*Task objective*
Turn each line of the listing into a string in a JSON list, in order, skipping blank lines. Leave out the pictures.

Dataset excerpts
=====

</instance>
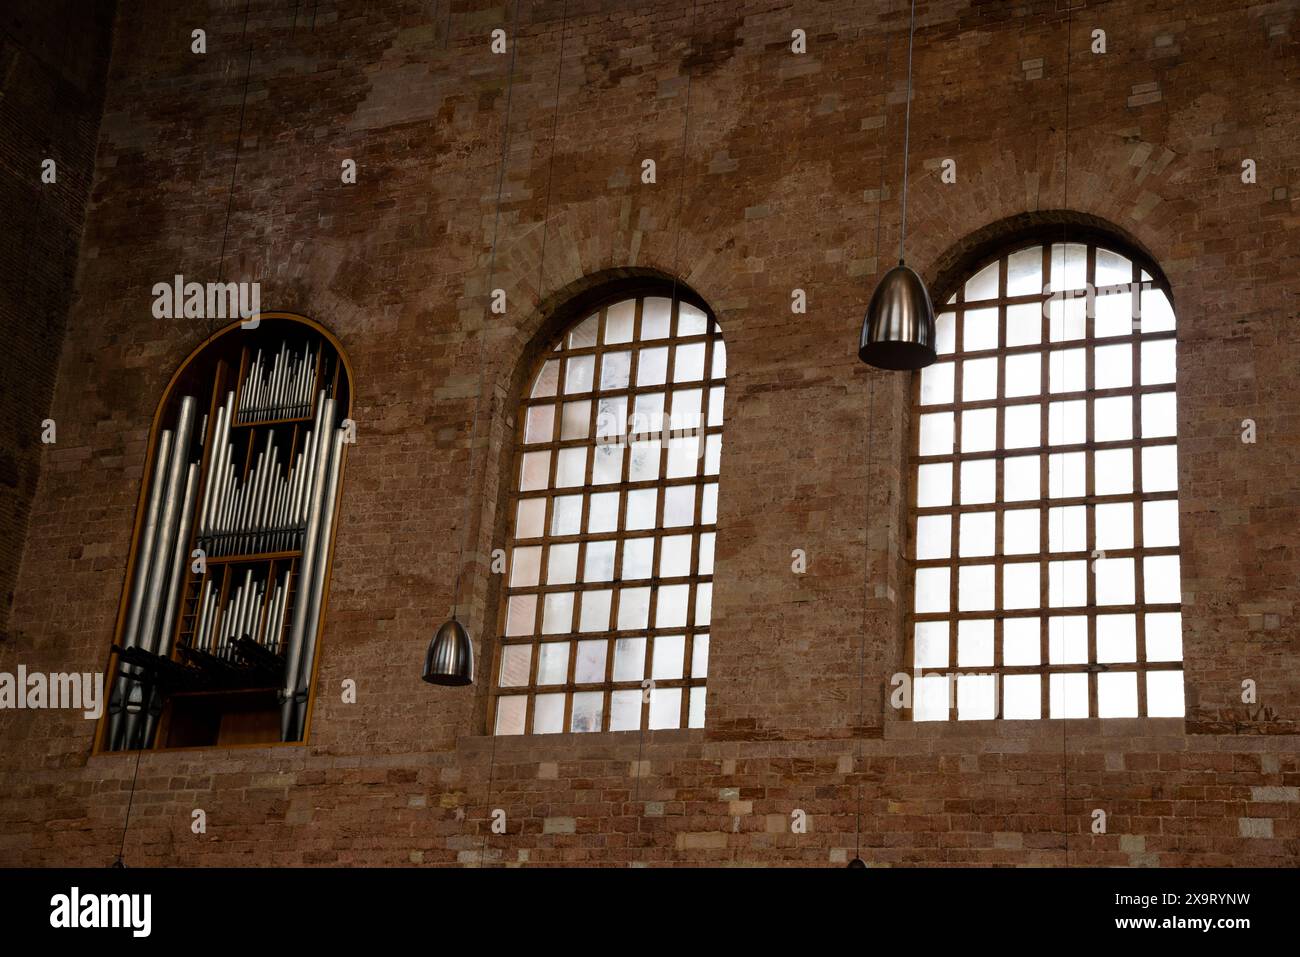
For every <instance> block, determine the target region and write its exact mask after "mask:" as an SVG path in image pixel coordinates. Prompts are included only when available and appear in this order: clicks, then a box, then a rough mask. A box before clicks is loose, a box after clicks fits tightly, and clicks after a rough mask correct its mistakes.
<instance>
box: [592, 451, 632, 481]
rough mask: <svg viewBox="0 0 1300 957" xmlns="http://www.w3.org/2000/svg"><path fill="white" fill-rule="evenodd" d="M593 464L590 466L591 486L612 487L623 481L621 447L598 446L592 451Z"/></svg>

=====

*Task response*
[
  "</instance>",
  "For every <instance> block, determine the target region and write its exact mask after \"mask:\" as an SVG path in image pixel coordinates. Prompts are included only when available and appear in this order: clicks, then a box, then a rough mask. A box before clicks is loose, a box after clicks fits tightly, and clicks after a rough mask correct its mistakes.",
  "<instance>",
  "box: [592, 451, 632, 481]",
  "rough mask: <svg viewBox=\"0 0 1300 957\" xmlns=\"http://www.w3.org/2000/svg\"><path fill=\"white\" fill-rule=\"evenodd\" d=\"M593 464L590 466L591 486L612 487L623 481L621 447L598 446L592 451Z\"/></svg>"
]